··· Text for analysis ···

And if the deficiency of variety isn’t quite problematic enough, I haven’t even touched on the ethical implications this kind of social engineering would have. The world at the end of Y is almost Utopian, but apparently there’s very little freedom or reproductive rights if they actually wanted to keep the human race going, which was kind of the goal all along.

My point is that as much as Y was a wonderful exploration of the world without men, the solution at the end of the story still leaves the world in a lurch, and it’s a lurch worth thinking about, as much as it hurts this non-geneticist’s head. And seriously, besides genetic recombination, I'm not sure the world really needs men. And that's me speaking as a biologist.

 


Ryan Haupt still can't read the last issue of Y: The Last Man without crying. Here him get confused by genetics audibly on the podcast Science… sort of.

··· Data ···

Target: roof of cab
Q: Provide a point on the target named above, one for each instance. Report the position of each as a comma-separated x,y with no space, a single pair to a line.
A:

···

__Tasks and exercises__
a – Translate this sentence from the passage about Y: The Last Man into German: "And seriously, besides genetic recombination, I'm not sure the world really needs men."
b – In the passage about Y: The Last Man, rewrite the stretch from "And if the deficiency" through "as a biologist.", switching "Utopian" to "idyllic".
c – List every sentence in the passage about Y: The Last Man that begins with the word "And".

__Answers for this exercise__
a – Und im Ernst, abgesehen von der genetischen Rekombination bin ich mir nicht sicher, ob die Welt wirklich Männer braucht.

b –
And if the deficiency of variety isn’t quite problematic enough, I haven’t even touched on the ethical implications this kind of social engineering would have. The world at the end of Y is almost idyllic, but apparently there’s very little freedom or reproductive rights if they actually wanted to keep the human race going, which was kind of the goal all along.

My point is that as much as Y was a wonderful exploration of the world without men, the solution at the end of the story still leaves the world in a lurch, and it’s a lurch worth thinking about, as much as it hurts this non-geneticist’s head. And seriously, besides genetic recombination, I'm not sure the world really needs men. And that's me speaking as a biologist.

c –
- And if the deficiency of variety isn’t quite problematic enough, I haven’t even touched on the ethical implications this kind of social engineering would have.
- And seriously, besides genetic recombination, I'm not sure the world really needs men.
- And that's me speaking as a biologist.